======== Selected excerpt
A new initiative, funded by Michigan Medicine’s own Department of Neurology, brings together the past, present, and future of Eva Feldman M.D., Ph.D.’s legacy. A former mentee of Dr. Feldman, and now diabetes wunderkind, Rodica Pop-Busui, M.D., Ph.D., joins current NeuroNetwork faculty Stephanie Eid, Ph.D., along with Martin Meyers, M.D., Ph.D., to investigate the intersection of genetics and diabetic neuropathy through a grant titled “Role of the voltage-gated sodium channel gene Scn2a in diabetic peripheral neuropathy.” The funding’s purpose is to support innovative ideas that don’t have a ton of preliminary data. This support from the Department of Neurology looks to allow researchers to gather this preliminary data and go after much larger grants.
The Neuropathy Problem
In the United States, 1 in every 10 adults has diabetes, and over 20% of those don’t even know they have it. Type 2 diabetes, the more common form, accounts for around 95% of diabetes cases and is diagnosed most frequently in adults. It is well established that diabetes brings with it a host of complications hitting various areas of the body, including diabetic peripheral neuropathy (DPN), a debilitating condition for which there is no effective treatment. Genetic factors have been implicated in DPN, but their identities and mechanisms are mostly unknown.
A collaboration is formed.
Dr. Pop-Busui was involved in a large genome-wide association study (GWAS) that analyzed two large, well-characterized cohorts of type two diabetes patients. In a GWAS, the idea is to determine genes that are associated with disease pathogenesis or progression, in this case, DPN. Through this work, Dr. Pop-Busui found that the gene SCN2A was associated with DPN progression. Specifically, they found that it was present in patients that did not have DPN and absent in patients with DPN. Because of this fact, they predicted that this gene is protective of nerves.
================
- _Assignment_
Continue the article on the Scn2a diabetic neuropathy grant from the point where it ends.
======== Data for review
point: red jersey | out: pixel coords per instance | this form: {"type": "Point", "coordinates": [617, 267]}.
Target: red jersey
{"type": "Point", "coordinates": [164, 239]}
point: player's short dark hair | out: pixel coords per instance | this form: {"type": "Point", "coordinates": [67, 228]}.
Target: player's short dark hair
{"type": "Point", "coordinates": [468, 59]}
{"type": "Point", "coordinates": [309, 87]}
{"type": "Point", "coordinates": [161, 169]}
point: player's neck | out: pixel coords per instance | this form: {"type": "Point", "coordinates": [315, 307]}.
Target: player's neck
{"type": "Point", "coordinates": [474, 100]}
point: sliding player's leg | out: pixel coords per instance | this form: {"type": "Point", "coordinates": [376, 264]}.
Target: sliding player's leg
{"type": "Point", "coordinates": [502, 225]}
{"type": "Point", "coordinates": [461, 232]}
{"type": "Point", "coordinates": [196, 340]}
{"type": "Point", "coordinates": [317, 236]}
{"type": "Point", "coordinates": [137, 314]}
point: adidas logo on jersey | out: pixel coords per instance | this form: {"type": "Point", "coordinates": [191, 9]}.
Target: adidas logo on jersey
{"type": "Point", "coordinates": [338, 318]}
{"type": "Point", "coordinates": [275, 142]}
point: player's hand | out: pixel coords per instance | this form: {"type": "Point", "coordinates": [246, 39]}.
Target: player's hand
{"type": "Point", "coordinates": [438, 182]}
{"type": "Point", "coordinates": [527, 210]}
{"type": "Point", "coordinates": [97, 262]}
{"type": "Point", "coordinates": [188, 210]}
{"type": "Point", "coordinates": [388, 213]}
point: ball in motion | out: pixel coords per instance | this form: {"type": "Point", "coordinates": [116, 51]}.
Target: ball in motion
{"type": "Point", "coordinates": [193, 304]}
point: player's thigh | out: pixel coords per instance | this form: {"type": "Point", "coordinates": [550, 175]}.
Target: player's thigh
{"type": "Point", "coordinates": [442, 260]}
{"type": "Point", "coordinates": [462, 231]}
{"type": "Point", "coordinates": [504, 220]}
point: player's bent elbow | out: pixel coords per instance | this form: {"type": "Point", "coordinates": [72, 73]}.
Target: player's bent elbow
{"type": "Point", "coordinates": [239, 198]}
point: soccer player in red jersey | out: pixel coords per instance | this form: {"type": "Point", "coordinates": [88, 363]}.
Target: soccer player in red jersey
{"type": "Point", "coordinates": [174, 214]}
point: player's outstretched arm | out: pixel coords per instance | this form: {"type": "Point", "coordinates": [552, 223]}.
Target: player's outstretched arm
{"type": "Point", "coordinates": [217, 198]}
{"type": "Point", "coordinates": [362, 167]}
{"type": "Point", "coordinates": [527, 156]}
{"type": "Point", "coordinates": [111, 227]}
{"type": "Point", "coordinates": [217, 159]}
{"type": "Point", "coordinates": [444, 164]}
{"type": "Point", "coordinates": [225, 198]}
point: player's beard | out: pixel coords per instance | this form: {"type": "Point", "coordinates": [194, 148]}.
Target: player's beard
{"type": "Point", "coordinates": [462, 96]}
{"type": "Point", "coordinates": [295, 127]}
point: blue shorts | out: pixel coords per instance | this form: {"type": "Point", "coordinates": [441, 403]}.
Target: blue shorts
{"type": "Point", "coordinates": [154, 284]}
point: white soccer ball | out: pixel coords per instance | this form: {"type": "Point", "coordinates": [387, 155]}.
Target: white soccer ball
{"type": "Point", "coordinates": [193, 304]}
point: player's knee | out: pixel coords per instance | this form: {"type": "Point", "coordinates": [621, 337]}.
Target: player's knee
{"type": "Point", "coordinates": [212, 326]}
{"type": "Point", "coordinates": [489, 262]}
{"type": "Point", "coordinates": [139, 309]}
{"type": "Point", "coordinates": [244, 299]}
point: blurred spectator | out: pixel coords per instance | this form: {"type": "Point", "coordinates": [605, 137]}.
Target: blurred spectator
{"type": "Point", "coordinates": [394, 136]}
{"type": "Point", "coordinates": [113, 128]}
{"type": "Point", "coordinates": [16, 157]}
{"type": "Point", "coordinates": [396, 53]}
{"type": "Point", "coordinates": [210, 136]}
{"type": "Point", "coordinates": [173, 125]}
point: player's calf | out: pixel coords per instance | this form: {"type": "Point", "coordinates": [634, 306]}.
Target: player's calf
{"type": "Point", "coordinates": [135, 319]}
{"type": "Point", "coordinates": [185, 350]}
================
- _Answer box_
In the past, the SCN2A gene has been studied with epilepsy, Parkinson’s disease, autism, and other neurodevelopmental disorders associated with the central nervous system, but nothing is known about its role in DPN or the peripheral nerves. Dr. Pop-Busui was the first to make this connection.
Dr. Pop-Busui sought us (NeuroNetwork for Emerging Therapies) out due to our expertise in DPN research, and Dr. Meyers, who specializes in genetically modified pre-clinical models, to further study how SCN2A protects neurons in diabetes.
The pre-clinical model that Dr. Meyers’s team generated was created not to express SCN2A, the gene of interest, particularly in sensory neurons. They were especially interested in sensory neurons because they are a target of neuropathy. Furthermore, SCN2A is known to be exclusively expressed in sensory neurons, not in any other peripheral nervous system cell type.
Initial results are promising.
Our initial analysis found that when we delete SCN2A from sensory neurons in pre-clinical models without neuropathy (controls that lack the gene), that by itself reduces distal nerves or cutaneous fibers. This means that this gene by itself is important for the growth of nerves under normal conditions. Basically, it confirmed Dr. Pop-Busui’s conclusions from her clinical studies that SCN2A is important for normal peripheral nervous system functioning.
Now, we need to investigate the diabetes context.
We will take the pre-clinical model from Dr. Myers with the SCN2A gene deleted and induce type 2 diabetes. This will be done by feeding it a high-fat diet and causing hyperglycemia, which together will create the type 2 diabetes model.
- Does diabetes alone affect the level of SCN2A?
- If we delete the gene and add diabetes, does it worsen neuropathy?
How does this help diabetes patients?
The hope of this study is to provide insight into the genetic basis of diabetic neuropathy and allow us to look further into the mechanisms implicated. In other words, how is SCN2A leading to injury?
A better understanding of these areas will help us identify higher neuropathy risks and new therapeutic targets. Right now, there is no effective treatment for neuropathy, which can be a very debilitating disease.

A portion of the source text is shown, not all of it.